- ПОСТАВЛЕННЫЕ ЗАДАЧИ:
1 - Повторите дословно отрывок из фрагмента об эйдосах от слов «Далее, следует, по-видимому, считать» до слов «что указанные вещи.».
2 - Перечислите все эйдосы, которые, согласно фрагменту об эйдосах, должны были бы существовать для «человека».

- ЦИТИРУЕМЫЙ ТЕКСТ:
____________
Вместе с тем все остальное не может происходить из эйдосов ни в одном из обычных значений "из" . Говорить же, что они образцы и что все остальное им причастно, — значит пустословить и говорить поэтическими иносказаниями. В самом деле, что же это такое, что действует, взирая на идеи? Ведь можно и быть, и становиться сходным с чем угодно, не подражая образцу; так что, существует ли Сократ или нет, может появиться такой же человек, как Сократ; и ясно, что было бы то же самое, если бы существовал вечный Сократ. Или должно было бы быть множество образцов для одного и того же, а значит, и множество его эйдосов, например для "человека" — "живое существо" и "двуногое", а вместе с тем еще и человек сам по себе. Далее, эйдосы должны были бы быть образцами не только для чувственно воспринимаемого, но и для самих себя, например род — как род для видов; так что одно и то же было бы и образцом, и уподоблением.
Далее, следует, по-видимому, считать невозможным, чтобы отдельно друг от друга существовали сущность и то, сущность чего она есть. Поэтому как могут существовать идеи, если они сущности вещей, отдельно от них? Между тем в "Федоне" говорится таким образом, что эйдосы суть причины и бытия и возникновения вещей. И однако если эйдосы и существуют, то вещи, им причастные, все же не возникли бы, если бы не было того, что приводило бы их в движение. С другой стороны, возникает многое другое, например дом и кольцо, для которых, как мы утверждаем, эйдосов не существует. Поэтому ясно, что и все остальное может и быть и возникать по таким же причинам, как и только что указанные вещи.
____________
[Собранные записи данных]
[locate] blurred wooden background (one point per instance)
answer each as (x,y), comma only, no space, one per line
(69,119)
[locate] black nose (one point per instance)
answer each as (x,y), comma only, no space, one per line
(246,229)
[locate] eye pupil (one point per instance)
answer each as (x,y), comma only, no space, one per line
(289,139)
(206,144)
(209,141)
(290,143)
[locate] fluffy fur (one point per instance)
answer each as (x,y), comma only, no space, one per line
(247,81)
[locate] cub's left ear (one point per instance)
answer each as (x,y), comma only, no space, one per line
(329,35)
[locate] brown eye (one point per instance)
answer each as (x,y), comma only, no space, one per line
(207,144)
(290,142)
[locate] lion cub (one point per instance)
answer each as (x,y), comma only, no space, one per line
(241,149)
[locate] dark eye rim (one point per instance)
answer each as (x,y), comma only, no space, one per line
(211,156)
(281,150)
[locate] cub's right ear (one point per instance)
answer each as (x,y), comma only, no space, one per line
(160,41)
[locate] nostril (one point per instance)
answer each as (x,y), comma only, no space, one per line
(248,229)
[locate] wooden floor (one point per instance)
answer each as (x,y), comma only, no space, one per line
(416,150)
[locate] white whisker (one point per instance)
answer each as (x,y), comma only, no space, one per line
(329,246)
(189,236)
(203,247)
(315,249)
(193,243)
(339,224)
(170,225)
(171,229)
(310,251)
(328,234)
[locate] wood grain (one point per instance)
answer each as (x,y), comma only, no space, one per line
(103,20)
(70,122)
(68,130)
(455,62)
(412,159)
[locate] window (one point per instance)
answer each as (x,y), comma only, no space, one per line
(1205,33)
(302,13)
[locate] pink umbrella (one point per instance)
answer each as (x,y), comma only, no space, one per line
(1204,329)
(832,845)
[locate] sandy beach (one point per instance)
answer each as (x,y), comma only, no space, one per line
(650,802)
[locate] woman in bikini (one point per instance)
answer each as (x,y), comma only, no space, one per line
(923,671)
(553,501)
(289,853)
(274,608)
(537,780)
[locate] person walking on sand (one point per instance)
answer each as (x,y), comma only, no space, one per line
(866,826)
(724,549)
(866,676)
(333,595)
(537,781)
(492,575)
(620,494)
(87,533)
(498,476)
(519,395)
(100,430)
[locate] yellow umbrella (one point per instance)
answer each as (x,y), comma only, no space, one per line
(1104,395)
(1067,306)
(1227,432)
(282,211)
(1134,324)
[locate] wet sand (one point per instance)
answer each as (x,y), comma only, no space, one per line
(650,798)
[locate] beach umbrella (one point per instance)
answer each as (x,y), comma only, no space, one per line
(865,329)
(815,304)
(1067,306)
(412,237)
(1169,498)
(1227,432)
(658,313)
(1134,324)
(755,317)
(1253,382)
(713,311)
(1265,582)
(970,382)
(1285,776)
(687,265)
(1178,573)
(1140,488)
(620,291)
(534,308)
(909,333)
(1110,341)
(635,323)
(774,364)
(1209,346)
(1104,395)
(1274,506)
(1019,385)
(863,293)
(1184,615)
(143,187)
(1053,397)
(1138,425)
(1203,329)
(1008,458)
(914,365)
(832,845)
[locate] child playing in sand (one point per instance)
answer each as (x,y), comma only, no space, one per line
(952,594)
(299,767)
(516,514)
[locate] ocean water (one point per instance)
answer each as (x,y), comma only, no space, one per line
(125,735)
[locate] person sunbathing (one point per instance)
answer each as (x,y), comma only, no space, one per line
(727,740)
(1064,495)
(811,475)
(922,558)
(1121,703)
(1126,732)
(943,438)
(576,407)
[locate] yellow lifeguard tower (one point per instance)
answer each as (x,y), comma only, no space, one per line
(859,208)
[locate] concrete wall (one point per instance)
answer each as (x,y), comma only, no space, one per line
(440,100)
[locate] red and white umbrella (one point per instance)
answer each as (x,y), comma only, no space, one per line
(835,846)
____________
- РЕЗУЛЬТАТЫ ЗАДАЧ:
1 -
Далее, следует, по-видимому, считать невозможным, чтобы отдельно друг от друга существовали сущность и то, сущность чего она есть. Поэтому как могут существовать идеи, если они сущности вещей, отдельно от них? Между тем в "Федоне" говорится таким образом, что эйдосы суть причины и бытия и возникновения вещей. И однако если эйдосы и существуют, то вещи, им причастные, все же не возникли бы, если бы не было того, что приводило бы их в движение. С другой стороны, возникает многое другое, например дом и кольцо, для которых, как мы утверждаем, эйдосов не существует. Поэтому ясно, что и все остальное может и быть и возникать по таким же причинам, как и только что указанные вещи.

2 - «Живое существо», «двуногое», человек сам по себе.